━━━ Provided passage ━━━

Category Archives: my garden

Growing a littler fruit tree.

Ann Ralph does make it seem easy. She is all about the backyard gardener being the one in control, managing the tree, and not letting it decide on its own how big to get.

If you didn’t have to climb a ladder to tend your fruit trees or pick the fruit, wouldn’t you find it simpler to keep up with the maintenance and to enjoy the harvest? Most of us don’t need bushels of fruit from one tree, so it’s good stewardship to reduce the quantity of fruit likely to go unused anyway.

I read her book in the fall, and wished I had known about it when we were choosing trees at the nursery two years ago, because you can make the most of this method if you start with a specimen that has a couple of lower-than-average limbs to begin with. Mine are not ideal that way, but I think I can still be the boss. I pruned my plum trees severely before Christmas; but at the summer solstice, according to her plan, they should get their second pruning. I did that a day late, this morning. It took me exactly 50 minutes – I know, because I had set my timer so I wouldn’t be late for an appointment.

I had reviewed the pertinent paragraphs right before I set to work, so as I walked around the tree and made some preliminary cuts, and circled around to the other side to look from that perspective, and on and on in that fashion, I had some  phrases lingering in my mind to guide me and give me confidence:

If you see something that cries to be corrected or pruned away, prune it. As always, prune out limbs that annoy you. Picture the height of the tree you have in mind. Don’t allow the tree to get taller. As Scenic Nursery’s Jim Rogers would remind us, “insist.”

━━━

### Prompt 1
Locate every line in the records that contains the string "flowering", treating uppercase and lowercase letters as different, and copy each of those lines in full.

━━━ Supplied material ━━━

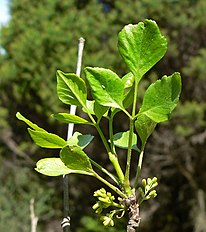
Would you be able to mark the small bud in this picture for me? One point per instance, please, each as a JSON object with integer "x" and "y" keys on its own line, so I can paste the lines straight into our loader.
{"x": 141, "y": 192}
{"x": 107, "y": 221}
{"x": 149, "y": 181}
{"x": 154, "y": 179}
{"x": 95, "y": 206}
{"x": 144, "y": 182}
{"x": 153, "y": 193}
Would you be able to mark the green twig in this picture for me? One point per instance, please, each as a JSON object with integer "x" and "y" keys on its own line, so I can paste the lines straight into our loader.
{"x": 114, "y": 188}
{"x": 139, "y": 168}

━━━
━━━ Supplied material ━━━

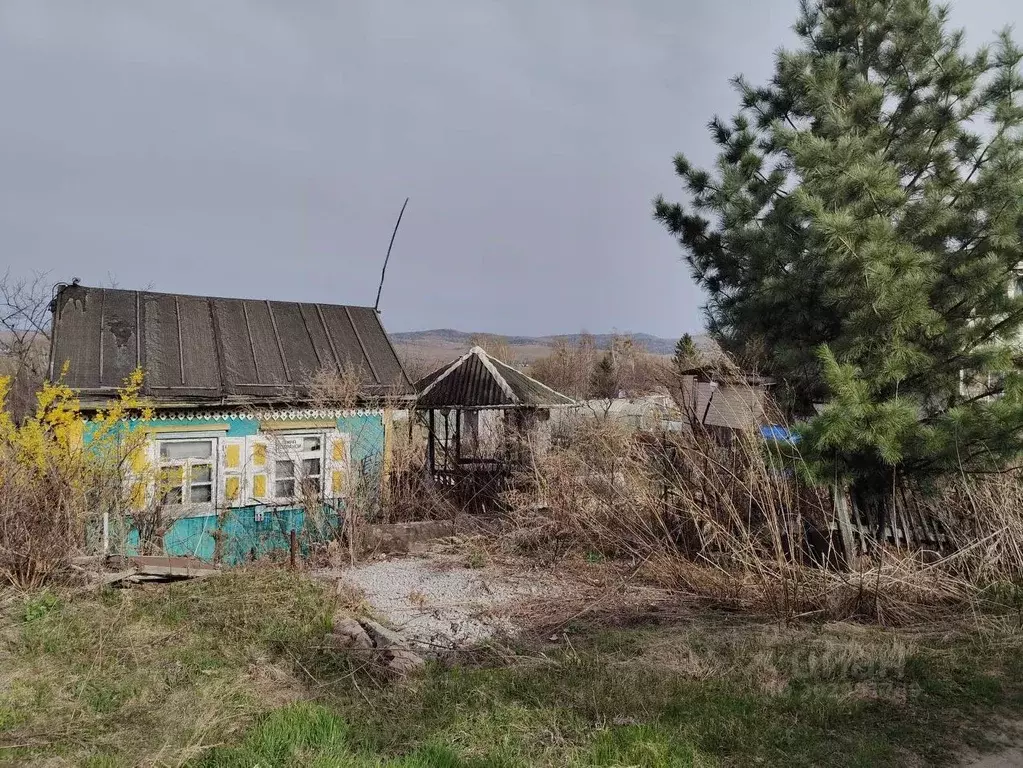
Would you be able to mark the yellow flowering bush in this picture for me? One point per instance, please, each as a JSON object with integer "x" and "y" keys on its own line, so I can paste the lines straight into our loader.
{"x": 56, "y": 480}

━━━

### Prompt 2
Extend the blog post about keeping fruit trees small through pruning, picking up right after its final sentence.

### Task result 1
Would you be able to mark the yellow flowering bush in this picture for me? One point per instance, please, each as a JSON object with integer "x" and "y" keys on its own line, so I can paste the lines straight into our loader.

### Task result 2
Limbs that annoy me? Well, yes, I did find a few of those, that were angled down, or toward the center of the tree; maybe there were a couple that just seemed a little pushy in the wrong direction and not beautiful…. Must we analyze every annoyance?

I wish I had taken a Before picture. In this After picture you can see I hadn’t really finished, because the clippings are lying all over. But I have just hired someone to help me in the garden on a continuing basis — my heart is dancing for joy about it — and will let him do that part (as well as trim the wisteria vines which are coming into the picture from above, hoping to twist on down into the tree).

In the foreground below are yarrow, lavender, and hummingbird mint, favorites of the birds and bees. The picture is taken from a different angle on the same tree. Both of these pictures make me wonder if I shaped my trees enough… those gangly limbs… I trimmed them less because they had the nice curve and direction I am encouraging. They are small and not getting out of hand, so I thought they could wait until the main pruning in winter.

I’m feeling so relieved and restful about the garden now that I’ve engaged my Helper Gardener, cleaned the greenhouse, and pruned the plums. I can think about tackling a few other categories of projects and tasks on my to-do list. And also, sit down in the garden with a book, listening to the hum of contented pollinators.

a contributor to the hum, on the teucrium

A boy and his loves.

Liam was with me for a couple of days last week. He is almost six and suddenly reads with astonishing fluency. Reading is downright fun for him, I guess that’s why, and the more you do something you love, the better you get at it. I was pleased to realize that he would be just the person at just the stage to appreciate The Disappearing Alphabet by Richard Wilbur, so I searched through my bookshelves to find it. We read it together with many giggles.

The artwork, by David Diaz, is much more pleasing to me than that in The Pig in the Spigot, another of Wilbur’s books for children which I wrote about here once. Each page is devoted to a letter of the alphabet, with a short verse musing on what would happen to our beloved world if that letter were no more.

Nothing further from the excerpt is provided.